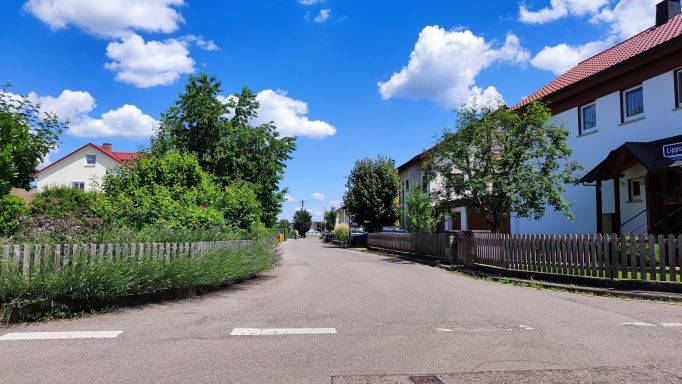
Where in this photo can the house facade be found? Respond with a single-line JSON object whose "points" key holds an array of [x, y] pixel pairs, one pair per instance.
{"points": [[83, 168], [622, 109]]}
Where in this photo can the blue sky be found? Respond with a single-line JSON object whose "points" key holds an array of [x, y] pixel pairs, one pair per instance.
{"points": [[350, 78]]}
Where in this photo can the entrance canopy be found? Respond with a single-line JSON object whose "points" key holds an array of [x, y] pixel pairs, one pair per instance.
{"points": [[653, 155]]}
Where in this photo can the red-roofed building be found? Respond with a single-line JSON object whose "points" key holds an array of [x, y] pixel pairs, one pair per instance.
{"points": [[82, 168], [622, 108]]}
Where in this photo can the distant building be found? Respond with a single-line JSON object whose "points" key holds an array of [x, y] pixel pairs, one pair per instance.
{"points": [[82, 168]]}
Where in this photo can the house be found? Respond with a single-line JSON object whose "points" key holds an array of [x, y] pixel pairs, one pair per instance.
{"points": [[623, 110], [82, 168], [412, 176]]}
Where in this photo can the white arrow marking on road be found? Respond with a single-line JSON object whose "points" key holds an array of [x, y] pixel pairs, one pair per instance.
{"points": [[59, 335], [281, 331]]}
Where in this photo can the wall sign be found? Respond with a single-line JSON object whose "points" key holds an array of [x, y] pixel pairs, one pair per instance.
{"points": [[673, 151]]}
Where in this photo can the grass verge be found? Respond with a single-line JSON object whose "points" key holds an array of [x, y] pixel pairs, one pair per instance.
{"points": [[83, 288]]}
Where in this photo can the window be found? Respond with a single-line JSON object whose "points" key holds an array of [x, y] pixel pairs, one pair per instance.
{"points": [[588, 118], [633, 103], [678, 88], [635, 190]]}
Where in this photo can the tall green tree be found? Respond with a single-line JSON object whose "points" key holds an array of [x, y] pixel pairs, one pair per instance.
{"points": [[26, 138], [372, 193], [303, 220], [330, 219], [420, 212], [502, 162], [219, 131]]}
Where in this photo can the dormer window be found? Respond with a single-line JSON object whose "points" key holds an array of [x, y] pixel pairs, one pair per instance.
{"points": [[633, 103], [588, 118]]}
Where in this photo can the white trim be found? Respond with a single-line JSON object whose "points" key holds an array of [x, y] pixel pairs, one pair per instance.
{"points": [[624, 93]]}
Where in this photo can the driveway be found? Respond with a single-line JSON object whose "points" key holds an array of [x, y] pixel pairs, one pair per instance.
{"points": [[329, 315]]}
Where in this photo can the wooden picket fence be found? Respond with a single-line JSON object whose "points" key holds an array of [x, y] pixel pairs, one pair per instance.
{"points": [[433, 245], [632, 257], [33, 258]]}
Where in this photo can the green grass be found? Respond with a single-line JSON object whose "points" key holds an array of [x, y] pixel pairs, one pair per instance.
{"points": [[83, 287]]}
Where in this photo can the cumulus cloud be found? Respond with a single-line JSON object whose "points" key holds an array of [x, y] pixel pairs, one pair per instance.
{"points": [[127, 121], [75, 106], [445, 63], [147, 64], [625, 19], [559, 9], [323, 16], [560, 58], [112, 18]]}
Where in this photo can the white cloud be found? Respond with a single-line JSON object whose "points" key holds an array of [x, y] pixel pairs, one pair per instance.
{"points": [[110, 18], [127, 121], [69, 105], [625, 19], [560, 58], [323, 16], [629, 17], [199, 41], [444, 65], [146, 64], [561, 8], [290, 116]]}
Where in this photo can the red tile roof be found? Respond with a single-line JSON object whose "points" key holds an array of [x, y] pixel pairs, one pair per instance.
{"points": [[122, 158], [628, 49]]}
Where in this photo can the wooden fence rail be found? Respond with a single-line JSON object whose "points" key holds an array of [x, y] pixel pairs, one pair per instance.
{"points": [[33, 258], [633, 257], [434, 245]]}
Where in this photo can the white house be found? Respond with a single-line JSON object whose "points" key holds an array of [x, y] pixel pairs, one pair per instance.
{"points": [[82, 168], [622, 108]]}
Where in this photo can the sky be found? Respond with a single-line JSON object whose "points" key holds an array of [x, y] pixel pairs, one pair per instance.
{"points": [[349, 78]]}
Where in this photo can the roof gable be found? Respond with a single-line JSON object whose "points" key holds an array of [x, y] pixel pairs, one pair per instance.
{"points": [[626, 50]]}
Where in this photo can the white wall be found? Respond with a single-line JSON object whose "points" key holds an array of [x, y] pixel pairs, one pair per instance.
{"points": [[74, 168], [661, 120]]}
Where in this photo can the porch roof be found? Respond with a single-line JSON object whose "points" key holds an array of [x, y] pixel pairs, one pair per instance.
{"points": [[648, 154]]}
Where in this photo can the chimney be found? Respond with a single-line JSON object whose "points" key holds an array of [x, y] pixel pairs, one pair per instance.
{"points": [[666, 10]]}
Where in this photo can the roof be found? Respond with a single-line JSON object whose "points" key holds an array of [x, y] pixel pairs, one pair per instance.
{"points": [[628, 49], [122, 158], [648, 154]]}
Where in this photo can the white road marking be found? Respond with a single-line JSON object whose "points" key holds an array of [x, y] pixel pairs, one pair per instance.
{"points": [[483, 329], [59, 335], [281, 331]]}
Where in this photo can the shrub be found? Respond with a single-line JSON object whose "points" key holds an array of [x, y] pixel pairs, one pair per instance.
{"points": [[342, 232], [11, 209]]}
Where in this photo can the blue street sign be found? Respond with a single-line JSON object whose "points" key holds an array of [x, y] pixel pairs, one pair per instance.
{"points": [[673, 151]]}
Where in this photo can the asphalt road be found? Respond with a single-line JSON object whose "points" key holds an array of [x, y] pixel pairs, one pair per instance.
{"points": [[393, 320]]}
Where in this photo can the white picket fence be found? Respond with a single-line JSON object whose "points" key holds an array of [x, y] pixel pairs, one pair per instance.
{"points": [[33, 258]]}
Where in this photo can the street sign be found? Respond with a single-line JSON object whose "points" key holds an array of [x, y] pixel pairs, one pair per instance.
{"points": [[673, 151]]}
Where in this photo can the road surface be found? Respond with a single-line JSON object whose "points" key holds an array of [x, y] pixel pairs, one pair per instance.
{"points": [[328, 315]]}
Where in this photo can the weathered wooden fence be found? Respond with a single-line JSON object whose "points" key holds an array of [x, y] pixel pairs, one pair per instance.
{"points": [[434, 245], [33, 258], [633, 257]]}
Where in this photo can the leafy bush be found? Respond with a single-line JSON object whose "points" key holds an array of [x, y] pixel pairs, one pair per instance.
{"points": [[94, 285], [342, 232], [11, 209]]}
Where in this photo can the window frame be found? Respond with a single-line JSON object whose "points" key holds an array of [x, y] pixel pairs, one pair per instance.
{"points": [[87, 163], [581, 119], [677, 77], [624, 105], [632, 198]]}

- Task item:
Skipping any pictures, transcribe the full listing exactly.

- Exercise answer:
Where in this photo can the house facade be found? Respond with a single-line JSON object whose "points" key holds an array of [x, y] pixel pairs, one pair per instance.
{"points": [[83, 168], [622, 109]]}
Where in this photo can the blue sky be found? Respond with a single-line JSON object whose "points" key holds an array of [x, y] pixel pairs, one pair per instance.
{"points": [[350, 78]]}
Where in this photo can the entrance canopy be found? Respond with a single-line JSON object whose "points" key holds an array of [x, y] pixel pairs, one pair per instance.
{"points": [[653, 155]]}
Where in this photo can the red-roofed building be found? Respond with a single-line JSON object whose "points" key holds an array of [x, y] pixel pairs, one pair per instance.
{"points": [[82, 168], [622, 108]]}
Where in this photo can the distant building be found? Respond with a single-line JSON object whose "points" key holds an array of [x, y] pixel pairs, one pair per instance.
{"points": [[82, 168]]}
Where in this photo can the house be found? Respond with a single-line JSON object whose "points" key holds an array of [x, y] pixel pairs, one pair per instance.
{"points": [[623, 110], [82, 168], [412, 176]]}
Where in this photo can the white arrow marking on road be found? Respond with a single-line JSON object whose "points" key holds an array of [x, y] pixel pairs, one pair per instance.
{"points": [[59, 335], [281, 331]]}
Where in this photo can the wall sign be found? Respond with a single-line JSON object whose "points" key holds an array of [x, y] pixel pairs, one pair per instance.
{"points": [[673, 151]]}
Where in this photo can the grass verge be found? Respond with a single-line JSON object whose "points" key holds an array of [x, y] pixel pairs, one pair per instance.
{"points": [[83, 288]]}
Where in this photo can the window be found? Respond with a single-line JSON object whose "points" key holds an array of [x, y] pixel pairs, one pair per instance.
{"points": [[588, 118], [633, 103], [678, 88], [635, 190]]}
Where in this photo can the tall green tree be found? Respond with a single-line JSON object whose "points" key holds an array of [x, y] pixel pairs, one pair per instance.
{"points": [[26, 138], [372, 193], [303, 220], [330, 219], [420, 212], [502, 162], [219, 131]]}
Where in this photo can the dormer window be found? Respond with a single-line JSON object whose "points" key holds an array of [x, y] pixel pairs, one pair per instance.
{"points": [[633, 103], [588, 118]]}
Where in this photo can the white trim be found? Respond with a single-line JSON object whose "points" key holds an array of [x, y] pixel pairs, one pair per instance.
{"points": [[624, 93]]}
Where in this photo can the driveway be found? Respond with a single-line JSON object whose "points" key holds an array of [x, y] pixel pairs, one pair per instance.
{"points": [[329, 315]]}
Where in this photo can the wooden picket fence be found? Respond with a single-line JSON object whose "points" key holds an array of [x, y] pixel pairs, one pair per instance.
{"points": [[433, 245], [632, 257], [33, 258]]}
Where in this photo can the green grass be found? Respond with a single-line JSON object whose "points" key holds an array of [x, y] pixel pairs, one pair per instance.
{"points": [[83, 287]]}
Where in this photo can the cumulus cloud be found? Respond with a single-line JSON object whose "points" key holds an array of [x, y] pixel pairs, one pair per instance.
{"points": [[127, 121], [75, 106], [445, 63], [147, 64], [625, 19], [559, 9], [323, 16], [560, 58], [112, 18]]}
Where in this photo can the white cloud be found? Respond with a single-line JSON object whose "points" key holds an array of [x, y] pixel pairs, one pair per instance.
{"points": [[110, 18], [127, 121], [69, 105], [625, 19], [560, 58], [323, 16], [629, 17], [199, 41], [444, 65], [146, 64], [561, 8], [290, 116]]}
Where in this photo can the red tile roof be found? Respond with a single-line JSON object whose "points" key holds an array of [x, y] pixel pairs, one pair per instance.
{"points": [[122, 158], [628, 49]]}
Where in this photo can the wooden fence rail be found? Respond with a single-line JSON object whose "points" key holds an array of [x, y] pixel pairs, one pair per instance.
{"points": [[33, 258], [633, 257], [434, 245]]}
Where in this photo can the white house be found? Respond with a single-line JSON object whose "points" key holds an array of [x, y] pixel pairs, one pair per instance.
{"points": [[82, 168], [622, 108]]}
Where in this photo can the sky be found? Respond with a single-line JSON object whose "points" key holds an array of [x, y] pixel pairs, one pair per instance.
{"points": [[349, 78]]}
Where in this photo can the roof gable be found? Respond with a single-line JSON object whose "points" key holds an array of [x, y] pixel pairs, one pair per instance.
{"points": [[626, 50]]}
Where in this photo can the white wall be found? Respond with a single-line JSON object whose "points" key holds an array of [x, y] pixel pairs, one pair per instance.
{"points": [[74, 168], [661, 120]]}
Where in this photo can the porch roof be found? Respond with a single-line JSON object whose "points" key holds an array of [x, y] pixel pairs, one pair per instance.
{"points": [[648, 154]]}
Where in this photo can the chimney be found? Respond with a single-line JSON object whose "points" key holds an array of [x, y] pixel pairs, one pair per instance.
{"points": [[666, 10]]}
Where in this photo can the roof be found? Respond with a single-line JSON object whose "points" key holds an array of [x, y] pixel pairs, one pair per instance.
{"points": [[628, 49], [122, 158], [648, 154]]}
Where in this photo can the white road marking be found? Respond with a single-line JSON object whose "points" key holds an array of [x, y] pixel pairs, one pair per instance.
{"points": [[483, 329], [59, 335], [281, 331]]}
Where in this photo can the shrub be found? Respond with a single-line JSON object whose "points" key holds an array of [x, y] pixel pairs, one pair per instance.
{"points": [[342, 232], [11, 209]]}
Where in this photo can the blue street sign be found? Respond with a single-line JSON object whose "points" key holds an array of [x, y] pixel pairs, one pair per instance.
{"points": [[673, 151]]}
Where in this photo can the asphalt road be found? Respond with a single-line JSON object whose "points" key holds an array of [x, y] pixel pairs, one pair per instance.
{"points": [[393, 320]]}
Where in this photo can the white picket fence be found? Respond with a single-line JSON object whose "points" key holds an array of [x, y] pixel pairs, one pair per instance.
{"points": [[33, 258]]}
Where in this photo can the street sign be found? Respond with a single-line JSON object whose "points" key holds an array of [x, y] pixel pairs, one pair per instance.
{"points": [[673, 151]]}
Where in this photo can the road surface be found? Respond with a single-line JSON object whose "points" key holds an array of [x, y] pixel pairs, one pair per instance.
{"points": [[328, 315]]}
Where in this photo can the weathered wooden fence be found? Respond with a single-line JSON object whose "points" key holds an array of [x, y] pixel pairs, one pair per instance.
{"points": [[434, 245], [33, 258], [633, 257]]}
Where in this photo can the leafy bush be found? Respond with a single-line JSON object whose "points" key holds an array of [x, y] pixel pairs, one pair per instance.
{"points": [[94, 285], [342, 232], [11, 209]]}
Where in this photo can the window frame be found? Respond with a single-line JSON object whose "points" key holds an array of [x, y] pixel pairs, one pair per instance.
{"points": [[87, 163], [581, 119], [677, 77], [624, 105], [632, 198]]}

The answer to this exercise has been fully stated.